Вчерашним вечером дома на набережной Круазетт были расцвечены цитатой Дэвида Линча: «Я не интересуюсь поверхностями вещей, только глубокое и темное интересует меня». Совершенно кстати пришлась эта реплика к показу российской конкурсной картины – «Отца и сына» Александра Сокурова. Сокуров привозит в Канн четвертый фильм, и, заметим, каждый раз делает это с показной или искренней, не знаем, неохотой: негоже свету русской духовности мотаться в самолетах для мирских ахинейщиков. Содержание фильма «Отец и сын» заявлено в фестивальном каталоге как «история об отце и сыне, которые так близки, что скорее похожи на любовников».

ЧТО ТРЕБУЕТСЯ:
Можете переписать целиком текст о каннском показе фильма «Отец и сын», не меняя в нем ни слова?

Собранные данные:
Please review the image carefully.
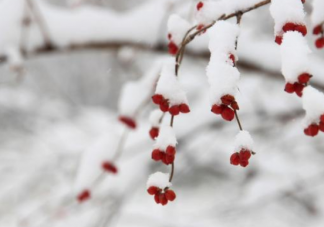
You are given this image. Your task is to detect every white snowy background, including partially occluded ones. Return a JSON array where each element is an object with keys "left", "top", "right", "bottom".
[{"left": 0, "top": 0, "right": 324, "bottom": 227}]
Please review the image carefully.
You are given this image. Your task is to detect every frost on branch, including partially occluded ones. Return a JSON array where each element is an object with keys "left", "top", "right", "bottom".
[
  {"left": 152, "top": 58, "right": 190, "bottom": 115},
  {"left": 206, "top": 21, "right": 240, "bottom": 121},
  {"left": 303, "top": 86, "right": 324, "bottom": 137},
  {"left": 311, "top": 0, "right": 324, "bottom": 48},
  {"left": 280, "top": 32, "right": 312, "bottom": 97},
  {"left": 149, "top": 109, "right": 163, "bottom": 139},
  {"left": 118, "top": 61, "right": 161, "bottom": 129},
  {"left": 270, "top": 0, "right": 307, "bottom": 45},
  {"left": 168, "top": 14, "right": 190, "bottom": 55},
  {"left": 230, "top": 130, "right": 254, "bottom": 167},
  {"left": 147, "top": 172, "right": 176, "bottom": 206},
  {"left": 152, "top": 125, "right": 177, "bottom": 165}
]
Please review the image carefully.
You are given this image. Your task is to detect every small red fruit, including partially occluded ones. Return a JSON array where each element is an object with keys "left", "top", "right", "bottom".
[
  {"left": 197, "top": 2, "right": 204, "bottom": 11},
  {"left": 179, "top": 103, "right": 190, "bottom": 113},
  {"left": 222, "top": 106, "right": 235, "bottom": 121},
  {"left": 315, "top": 37, "right": 324, "bottom": 49},
  {"left": 77, "top": 190, "right": 91, "bottom": 203},
  {"left": 150, "top": 127, "right": 159, "bottom": 140},
  {"left": 147, "top": 186, "right": 160, "bottom": 195},
  {"left": 230, "top": 152, "right": 240, "bottom": 166},
  {"left": 165, "top": 189, "right": 176, "bottom": 202}
]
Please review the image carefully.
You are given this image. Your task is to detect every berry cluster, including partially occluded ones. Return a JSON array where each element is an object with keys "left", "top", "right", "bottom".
[
  {"left": 304, "top": 114, "right": 324, "bottom": 137},
  {"left": 285, "top": 73, "right": 312, "bottom": 97},
  {"left": 101, "top": 161, "right": 118, "bottom": 174},
  {"left": 152, "top": 146, "right": 176, "bottom": 165},
  {"left": 313, "top": 23, "right": 324, "bottom": 49},
  {"left": 275, "top": 22, "right": 307, "bottom": 45},
  {"left": 230, "top": 149, "right": 252, "bottom": 167},
  {"left": 152, "top": 94, "right": 190, "bottom": 116},
  {"left": 211, "top": 95, "right": 239, "bottom": 121},
  {"left": 119, "top": 116, "right": 136, "bottom": 129},
  {"left": 147, "top": 186, "right": 176, "bottom": 206}
]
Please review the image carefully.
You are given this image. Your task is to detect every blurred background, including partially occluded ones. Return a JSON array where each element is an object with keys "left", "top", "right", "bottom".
[{"left": 0, "top": 0, "right": 324, "bottom": 227}]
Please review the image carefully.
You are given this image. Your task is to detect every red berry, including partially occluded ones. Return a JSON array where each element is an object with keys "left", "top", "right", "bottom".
[
  {"left": 168, "top": 42, "right": 178, "bottom": 55},
  {"left": 160, "top": 99, "right": 169, "bottom": 112},
  {"left": 315, "top": 37, "right": 324, "bottom": 49},
  {"left": 119, "top": 116, "right": 136, "bottom": 129},
  {"left": 179, "top": 103, "right": 190, "bottom": 113},
  {"left": 313, "top": 25, "right": 323, "bottom": 35},
  {"left": 240, "top": 149, "right": 251, "bottom": 160},
  {"left": 152, "top": 149, "right": 163, "bottom": 161},
  {"left": 230, "top": 152, "right": 240, "bottom": 166},
  {"left": 319, "top": 121, "right": 324, "bottom": 132},
  {"left": 304, "top": 124, "right": 319, "bottom": 137},
  {"left": 222, "top": 106, "right": 235, "bottom": 121},
  {"left": 285, "top": 83, "right": 295, "bottom": 93},
  {"left": 282, "top": 22, "right": 296, "bottom": 32},
  {"left": 101, "top": 162, "right": 117, "bottom": 174},
  {"left": 295, "top": 25, "right": 307, "bottom": 36},
  {"left": 150, "top": 127, "right": 159, "bottom": 139},
  {"left": 211, "top": 104, "right": 225, "bottom": 114},
  {"left": 275, "top": 36, "right": 282, "bottom": 45},
  {"left": 169, "top": 105, "right": 180, "bottom": 116},
  {"left": 147, "top": 186, "right": 160, "bottom": 195},
  {"left": 165, "top": 146, "right": 176, "bottom": 155},
  {"left": 240, "top": 160, "right": 249, "bottom": 167},
  {"left": 77, "top": 190, "right": 91, "bottom": 203},
  {"left": 197, "top": 2, "right": 204, "bottom": 11},
  {"left": 298, "top": 73, "right": 312, "bottom": 84},
  {"left": 152, "top": 94, "right": 164, "bottom": 105},
  {"left": 165, "top": 189, "right": 176, "bottom": 202},
  {"left": 221, "top": 95, "right": 235, "bottom": 105}
]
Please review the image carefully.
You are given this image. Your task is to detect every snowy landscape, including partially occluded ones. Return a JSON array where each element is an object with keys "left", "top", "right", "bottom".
[{"left": 0, "top": 0, "right": 324, "bottom": 227}]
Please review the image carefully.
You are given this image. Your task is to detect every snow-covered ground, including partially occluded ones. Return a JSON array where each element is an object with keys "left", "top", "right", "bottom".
[{"left": 0, "top": 0, "right": 324, "bottom": 227}]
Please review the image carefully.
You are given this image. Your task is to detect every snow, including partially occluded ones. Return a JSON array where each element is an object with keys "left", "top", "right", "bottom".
[
  {"left": 234, "top": 130, "right": 254, "bottom": 152},
  {"left": 149, "top": 109, "right": 163, "bottom": 128},
  {"left": 270, "top": 0, "right": 305, "bottom": 35},
  {"left": 155, "top": 58, "right": 188, "bottom": 106},
  {"left": 146, "top": 172, "right": 172, "bottom": 189},
  {"left": 311, "top": 0, "right": 324, "bottom": 27},
  {"left": 118, "top": 60, "right": 161, "bottom": 118},
  {"left": 153, "top": 125, "right": 177, "bottom": 151},
  {"left": 302, "top": 86, "right": 324, "bottom": 128},
  {"left": 280, "top": 32, "right": 311, "bottom": 83},
  {"left": 168, "top": 14, "right": 191, "bottom": 46}
]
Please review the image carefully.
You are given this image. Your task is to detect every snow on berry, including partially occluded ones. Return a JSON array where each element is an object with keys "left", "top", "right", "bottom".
[
  {"left": 230, "top": 130, "right": 254, "bottom": 167},
  {"left": 118, "top": 61, "right": 162, "bottom": 129},
  {"left": 270, "top": 0, "right": 307, "bottom": 44},
  {"left": 280, "top": 32, "right": 312, "bottom": 96},
  {"left": 152, "top": 58, "right": 190, "bottom": 115},
  {"left": 146, "top": 172, "right": 172, "bottom": 189},
  {"left": 303, "top": 86, "right": 324, "bottom": 136},
  {"left": 168, "top": 14, "right": 191, "bottom": 55},
  {"left": 311, "top": 0, "right": 324, "bottom": 27},
  {"left": 195, "top": 1, "right": 226, "bottom": 28},
  {"left": 149, "top": 110, "right": 163, "bottom": 139}
]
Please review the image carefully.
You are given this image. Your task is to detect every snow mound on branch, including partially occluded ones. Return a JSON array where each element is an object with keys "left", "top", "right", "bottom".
[
  {"left": 149, "top": 109, "right": 163, "bottom": 128},
  {"left": 270, "top": 0, "right": 305, "bottom": 35},
  {"left": 280, "top": 32, "right": 311, "bottom": 83},
  {"left": 153, "top": 125, "right": 177, "bottom": 151},
  {"left": 118, "top": 61, "right": 162, "bottom": 118},
  {"left": 74, "top": 132, "right": 119, "bottom": 193},
  {"left": 234, "top": 130, "right": 254, "bottom": 152},
  {"left": 195, "top": 1, "right": 226, "bottom": 26},
  {"left": 168, "top": 14, "right": 191, "bottom": 46},
  {"left": 146, "top": 172, "right": 172, "bottom": 189},
  {"left": 155, "top": 58, "right": 188, "bottom": 106},
  {"left": 302, "top": 86, "right": 324, "bottom": 127},
  {"left": 311, "top": 0, "right": 324, "bottom": 26}
]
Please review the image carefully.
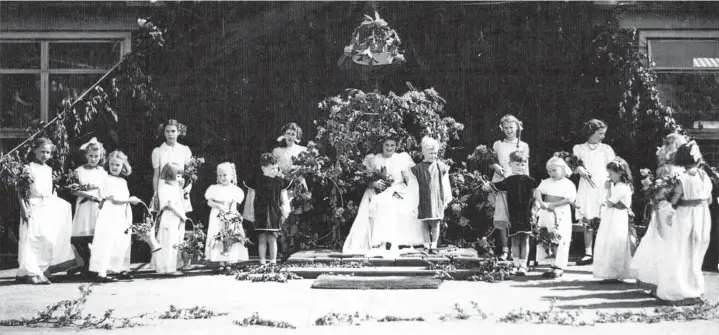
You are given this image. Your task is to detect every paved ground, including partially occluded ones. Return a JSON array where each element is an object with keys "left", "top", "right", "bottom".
[{"left": 0, "top": 267, "right": 719, "bottom": 335}]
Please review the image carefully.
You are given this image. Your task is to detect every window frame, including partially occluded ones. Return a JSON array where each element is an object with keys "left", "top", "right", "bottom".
[{"left": 0, "top": 31, "right": 132, "bottom": 139}]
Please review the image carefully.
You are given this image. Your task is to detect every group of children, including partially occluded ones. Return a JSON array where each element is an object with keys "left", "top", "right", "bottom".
[{"left": 487, "top": 115, "right": 712, "bottom": 302}]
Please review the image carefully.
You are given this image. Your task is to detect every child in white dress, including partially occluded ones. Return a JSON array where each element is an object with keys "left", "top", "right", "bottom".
[
  {"left": 68, "top": 137, "right": 107, "bottom": 273},
  {"left": 490, "top": 114, "right": 529, "bottom": 260},
  {"left": 657, "top": 141, "right": 712, "bottom": 303},
  {"left": 592, "top": 157, "right": 633, "bottom": 282},
  {"left": 572, "top": 119, "right": 615, "bottom": 265},
  {"left": 90, "top": 151, "right": 140, "bottom": 283},
  {"left": 534, "top": 157, "right": 577, "bottom": 279},
  {"left": 629, "top": 134, "right": 686, "bottom": 295},
  {"left": 205, "top": 163, "right": 249, "bottom": 271},
  {"left": 152, "top": 162, "right": 187, "bottom": 276},
  {"left": 16, "top": 137, "right": 75, "bottom": 284}
]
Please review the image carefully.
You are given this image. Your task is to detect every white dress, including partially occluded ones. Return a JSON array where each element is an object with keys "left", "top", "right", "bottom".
[
  {"left": 629, "top": 201, "right": 676, "bottom": 286},
  {"left": 72, "top": 166, "right": 107, "bottom": 236},
  {"left": 572, "top": 143, "right": 616, "bottom": 219},
  {"left": 205, "top": 184, "right": 249, "bottom": 263},
  {"left": 17, "top": 163, "right": 75, "bottom": 277},
  {"left": 592, "top": 183, "right": 632, "bottom": 280},
  {"left": 90, "top": 176, "right": 132, "bottom": 276},
  {"left": 342, "top": 152, "right": 424, "bottom": 253},
  {"left": 490, "top": 139, "right": 529, "bottom": 229},
  {"left": 657, "top": 169, "right": 712, "bottom": 301},
  {"left": 152, "top": 143, "right": 192, "bottom": 212},
  {"left": 537, "top": 178, "right": 577, "bottom": 269},
  {"left": 152, "top": 181, "right": 185, "bottom": 273}
]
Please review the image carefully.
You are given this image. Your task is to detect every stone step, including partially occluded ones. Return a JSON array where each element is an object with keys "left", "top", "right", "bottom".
[{"left": 285, "top": 266, "right": 490, "bottom": 279}]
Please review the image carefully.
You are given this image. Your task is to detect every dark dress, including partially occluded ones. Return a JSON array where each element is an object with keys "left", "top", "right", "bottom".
[
  {"left": 493, "top": 175, "right": 537, "bottom": 236},
  {"left": 248, "top": 175, "right": 287, "bottom": 233}
]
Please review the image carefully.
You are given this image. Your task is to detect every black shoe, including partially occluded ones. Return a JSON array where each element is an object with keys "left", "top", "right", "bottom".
[
  {"left": 114, "top": 272, "right": 132, "bottom": 280},
  {"left": 577, "top": 255, "right": 594, "bottom": 266},
  {"left": 95, "top": 276, "right": 118, "bottom": 284}
]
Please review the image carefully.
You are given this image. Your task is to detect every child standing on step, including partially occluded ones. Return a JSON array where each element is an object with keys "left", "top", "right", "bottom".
[
  {"left": 405, "top": 136, "right": 452, "bottom": 253},
  {"left": 534, "top": 157, "right": 577, "bottom": 279},
  {"left": 592, "top": 157, "right": 634, "bottom": 282},
  {"left": 205, "top": 162, "right": 249, "bottom": 272},
  {"left": 490, "top": 114, "right": 529, "bottom": 260},
  {"left": 68, "top": 137, "right": 107, "bottom": 273},
  {"left": 90, "top": 151, "right": 140, "bottom": 283},
  {"left": 486, "top": 150, "right": 537, "bottom": 276},
  {"left": 16, "top": 137, "right": 74, "bottom": 284},
  {"left": 657, "top": 141, "right": 712, "bottom": 303},
  {"left": 248, "top": 153, "right": 291, "bottom": 265}
]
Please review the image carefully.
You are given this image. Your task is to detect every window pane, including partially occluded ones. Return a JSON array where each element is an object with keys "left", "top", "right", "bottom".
[
  {"left": 0, "top": 42, "right": 40, "bottom": 69},
  {"left": 657, "top": 72, "right": 719, "bottom": 128},
  {"left": 0, "top": 74, "right": 40, "bottom": 128},
  {"left": 48, "top": 74, "right": 102, "bottom": 115},
  {"left": 649, "top": 40, "right": 719, "bottom": 68},
  {"left": 50, "top": 41, "right": 121, "bottom": 70}
]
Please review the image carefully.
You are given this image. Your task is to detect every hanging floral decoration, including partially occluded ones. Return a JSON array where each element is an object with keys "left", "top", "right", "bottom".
[{"left": 338, "top": 12, "right": 405, "bottom": 67}]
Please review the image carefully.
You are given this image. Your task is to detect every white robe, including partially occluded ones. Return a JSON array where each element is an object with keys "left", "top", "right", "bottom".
[
  {"left": 17, "top": 163, "right": 75, "bottom": 277},
  {"left": 90, "top": 176, "right": 132, "bottom": 276}
]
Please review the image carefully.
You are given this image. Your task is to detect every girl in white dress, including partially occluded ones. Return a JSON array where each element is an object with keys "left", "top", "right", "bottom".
[
  {"left": 572, "top": 119, "right": 616, "bottom": 265},
  {"left": 152, "top": 162, "right": 187, "bottom": 276},
  {"left": 342, "top": 138, "right": 424, "bottom": 253},
  {"left": 629, "top": 134, "right": 686, "bottom": 294},
  {"left": 205, "top": 162, "right": 249, "bottom": 271},
  {"left": 68, "top": 137, "right": 107, "bottom": 272},
  {"left": 17, "top": 138, "right": 75, "bottom": 284},
  {"left": 490, "top": 114, "right": 529, "bottom": 260},
  {"left": 657, "top": 141, "right": 712, "bottom": 303},
  {"left": 152, "top": 120, "right": 192, "bottom": 212},
  {"left": 272, "top": 122, "right": 309, "bottom": 252},
  {"left": 534, "top": 157, "right": 577, "bottom": 279},
  {"left": 592, "top": 157, "right": 634, "bottom": 282},
  {"left": 90, "top": 151, "right": 140, "bottom": 283}
]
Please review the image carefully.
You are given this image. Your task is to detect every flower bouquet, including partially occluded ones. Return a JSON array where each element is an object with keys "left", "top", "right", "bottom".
[
  {"left": 214, "top": 212, "right": 252, "bottom": 255},
  {"left": 125, "top": 202, "right": 164, "bottom": 253},
  {"left": 467, "top": 144, "right": 499, "bottom": 166},
  {"left": 337, "top": 12, "right": 405, "bottom": 66},
  {"left": 554, "top": 151, "right": 597, "bottom": 188},
  {"left": 173, "top": 222, "right": 207, "bottom": 267}
]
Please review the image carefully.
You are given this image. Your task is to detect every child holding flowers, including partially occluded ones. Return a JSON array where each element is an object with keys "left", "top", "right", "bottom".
[
  {"left": 205, "top": 162, "right": 249, "bottom": 271},
  {"left": 152, "top": 162, "right": 187, "bottom": 276},
  {"left": 629, "top": 167, "right": 678, "bottom": 294},
  {"left": 72, "top": 137, "right": 107, "bottom": 271},
  {"left": 592, "top": 157, "right": 633, "bottom": 282},
  {"left": 90, "top": 151, "right": 140, "bottom": 283},
  {"left": 490, "top": 114, "right": 529, "bottom": 260},
  {"left": 657, "top": 141, "right": 712, "bottom": 303},
  {"left": 534, "top": 157, "right": 577, "bottom": 279},
  {"left": 17, "top": 137, "right": 74, "bottom": 285},
  {"left": 572, "top": 119, "right": 616, "bottom": 265},
  {"left": 246, "top": 153, "right": 291, "bottom": 265}
]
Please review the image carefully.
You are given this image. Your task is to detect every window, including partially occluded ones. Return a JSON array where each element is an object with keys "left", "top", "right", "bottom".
[
  {"left": 640, "top": 31, "right": 719, "bottom": 130},
  {"left": 0, "top": 32, "right": 130, "bottom": 142}
]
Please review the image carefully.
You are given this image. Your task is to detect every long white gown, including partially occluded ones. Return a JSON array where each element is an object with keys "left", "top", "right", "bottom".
[
  {"left": 342, "top": 152, "right": 424, "bottom": 253},
  {"left": 17, "top": 163, "right": 75, "bottom": 277},
  {"left": 572, "top": 143, "right": 616, "bottom": 219},
  {"left": 657, "top": 169, "right": 712, "bottom": 301},
  {"left": 72, "top": 166, "right": 107, "bottom": 236},
  {"left": 205, "top": 184, "right": 249, "bottom": 263},
  {"left": 592, "top": 183, "right": 632, "bottom": 280},
  {"left": 90, "top": 176, "right": 132, "bottom": 276},
  {"left": 152, "top": 181, "right": 185, "bottom": 273}
]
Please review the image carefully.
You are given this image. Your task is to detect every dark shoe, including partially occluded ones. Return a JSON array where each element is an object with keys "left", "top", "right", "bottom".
[
  {"left": 95, "top": 276, "right": 118, "bottom": 284},
  {"left": 115, "top": 272, "right": 132, "bottom": 280},
  {"left": 577, "top": 255, "right": 594, "bottom": 266}
]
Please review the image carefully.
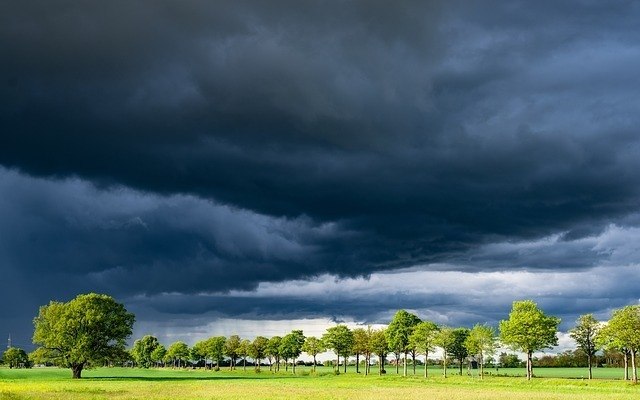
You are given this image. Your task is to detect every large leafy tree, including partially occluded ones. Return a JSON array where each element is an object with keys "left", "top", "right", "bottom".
[
  {"left": 33, "top": 293, "right": 135, "bottom": 378},
  {"left": 322, "top": 325, "right": 353, "bottom": 373},
  {"left": 386, "top": 310, "right": 421, "bottom": 376},
  {"left": 569, "top": 314, "right": 600, "bottom": 379},
  {"left": 369, "top": 329, "right": 389, "bottom": 375},
  {"left": 448, "top": 328, "right": 469, "bottom": 375},
  {"left": 409, "top": 321, "right": 439, "bottom": 378},
  {"left": 464, "top": 324, "right": 496, "bottom": 379},
  {"left": 302, "top": 336, "right": 327, "bottom": 372},
  {"left": 131, "top": 335, "right": 160, "bottom": 368},
  {"left": 280, "top": 330, "right": 304, "bottom": 374},
  {"left": 500, "top": 300, "right": 560, "bottom": 379}
]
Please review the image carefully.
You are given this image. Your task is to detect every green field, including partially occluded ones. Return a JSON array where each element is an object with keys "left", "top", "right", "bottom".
[{"left": 0, "top": 367, "right": 640, "bottom": 400}]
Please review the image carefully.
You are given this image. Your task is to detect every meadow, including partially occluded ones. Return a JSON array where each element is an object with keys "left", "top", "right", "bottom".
[{"left": 0, "top": 367, "right": 640, "bottom": 400}]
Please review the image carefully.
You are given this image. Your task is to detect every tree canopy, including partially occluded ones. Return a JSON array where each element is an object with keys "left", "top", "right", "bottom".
[{"left": 33, "top": 293, "right": 135, "bottom": 378}]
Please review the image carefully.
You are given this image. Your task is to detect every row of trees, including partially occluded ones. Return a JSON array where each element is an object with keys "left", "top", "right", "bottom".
[{"left": 26, "top": 293, "right": 640, "bottom": 382}]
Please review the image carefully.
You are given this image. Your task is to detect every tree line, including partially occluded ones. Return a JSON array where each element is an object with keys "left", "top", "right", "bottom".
[{"left": 4, "top": 293, "right": 640, "bottom": 382}]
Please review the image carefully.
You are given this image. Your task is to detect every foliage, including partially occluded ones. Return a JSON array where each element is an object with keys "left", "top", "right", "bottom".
[
  {"left": 33, "top": 293, "right": 135, "bottom": 378},
  {"left": 500, "top": 300, "right": 560, "bottom": 379},
  {"left": 131, "top": 335, "right": 160, "bottom": 368},
  {"left": 2, "top": 347, "right": 31, "bottom": 368}
]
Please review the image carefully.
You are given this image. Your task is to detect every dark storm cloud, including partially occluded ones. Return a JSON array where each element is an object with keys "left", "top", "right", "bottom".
[{"left": 0, "top": 1, "right": 640, "bottom": 344}]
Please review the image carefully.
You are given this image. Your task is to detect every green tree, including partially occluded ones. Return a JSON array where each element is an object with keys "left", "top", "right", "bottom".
[
  {"left": 238, "top": 339, "right": 251, "bottom": 371},
  {"left": 322, "top": 325, "right": 353, "bottom": 373},
  {"left": 224, "top": 335, "right": 241, "bottom": 370},
  {"left": 465, "top": 324, "right": 496, "bottom": 379},
  {"left": 280, "top": 330, "right": 305, "bottom": 374},
  {"left": 448, "top": 328, "right": 469, "bottom": 375},
  {"left": 165, "top": 341, "right": 191, "bottom": 368},
  {"left": 249, "top": 336, "right": 269, "bottom": 371},
  {"left": 131, "top": 335, "right": 160, "bottom": 368},
  {"left": 369, "top": 329, "right": 389, "bottom": 375},
  {"left": 599, "top": 305, "right": 640, "bottom": 383},
  {"left": 151, "top": 344, "right": 167, "bottom": 366},
  {"left": 302, "top": 336, "right": 327, "bottom": 372},
  {"left": 386, "top": 310, "right": 421, "bottom": 376},
  {"left": 409, "top": 321, "right": 439, "bottom": 378},
  {"left": 500, "top": 300, "right": 560, "bottom": 379},
  {"left": 33, "top": 293, "right": 135, "bottom": 379},
  {"left": 267, "top": 336, "right": 282, "bottom": 371},
  {"left": 434, "top": 326, "right": 455, "bottom": 378},
  {"left": 2, "top": 347, "right": 31, "bottom": 369},
  {"left": 569, "top": 314, "right": 600, "bottom": 379}
]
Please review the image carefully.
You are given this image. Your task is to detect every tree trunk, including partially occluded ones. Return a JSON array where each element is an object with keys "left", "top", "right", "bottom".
[{"left": 71, "top": 364, "right": 84, "bottom": 379}]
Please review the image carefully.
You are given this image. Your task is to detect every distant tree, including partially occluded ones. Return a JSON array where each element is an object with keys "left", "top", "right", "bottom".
[
  {"left": 448, "top": 328, "right": 469, "bottom": 375},
  {"left": 131, "top": 335, "right": 160, "bottom": 368},
  {"left": 386, "top": 310, "right": 421, "bottom": 376},
  {"left": 500, "top": 300, "right": 560, "bottom": 380},
  {"left": 302, "top": 336, "right": 327, "bottom": 372},
  {"left": 2, "top": 347, "right": 31, "bottom": 369},
  {"left": 322, "top": 325, "right": 353, "bottom": 373},
  {"left": 434, "top": 326, "right": 456, "bottom": 378},
  {"left": 599, "top": 305, "right": 640, "bottom": 383},
  {"left": 370, "top": 329, "right": 389, "bottom": 375},
  {"left": 249, "top": 336, "right": 269, "bottom": 371},
  {"left": 409, "top": 321, "right": 439, "bottom": 378},
  {"left": 352, "top": 328, "right": 369, "bottom": 374},
  {"left": 569, "top": 314, "right": 600, "bottom": 379},
  {"left": 238, "top": 339, "right": 251, "bottom": 372},
  {"left": 280, "top": 330, "right": 305, "bottom": 374},
  {"left": 151, "top": 344, "right": 167, "bottom": 366},
  {"left": 165, "top": 341, "right": 191, "bottom": 368},
  {"left": 465, "top": 324, "right": 496, "bottom": 379},
  {"left": 224, "top": 335, "right": 241, "bottom": 370},
  {"left": 33, "top": 293, "right": 135, "bottom": 379},
  {"left": 267, "top": 336, "right": 282, "bottom": 371},
  {"left": 207, "top": 336, "right": 227, "bottom": 371}
]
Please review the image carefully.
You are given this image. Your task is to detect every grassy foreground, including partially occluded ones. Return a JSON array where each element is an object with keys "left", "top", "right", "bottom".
[{"left": 0, "top": 368, "right": 640, "bottom": 400}]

РЕШЕНИЕ ЗАДАЧИ:
Вчерашним вечером дома на набережной Круазетт были расцвечены цитатой Дэвида Линча: «Я не интересуюсь поверхностями вещей, только глубокое и темное интересует меня». Совершенно кстати пришлась эта реплика к показу российской конкурсной картины – «Отца и сына» Александра Сокурова. Сокуров привозит в Канн четвертый фильм, и, заметим, каждый раз делает это с показной или искренней, не знаем, неохотой: негоже свету русской духовности мотаться в самолетах для мирских ахинейщиков. Содержание фильма «Отец и сын» заявлено в фестивальном каталоге как «история об отце и сыне, которые так близки, что скорее похожи на любовников».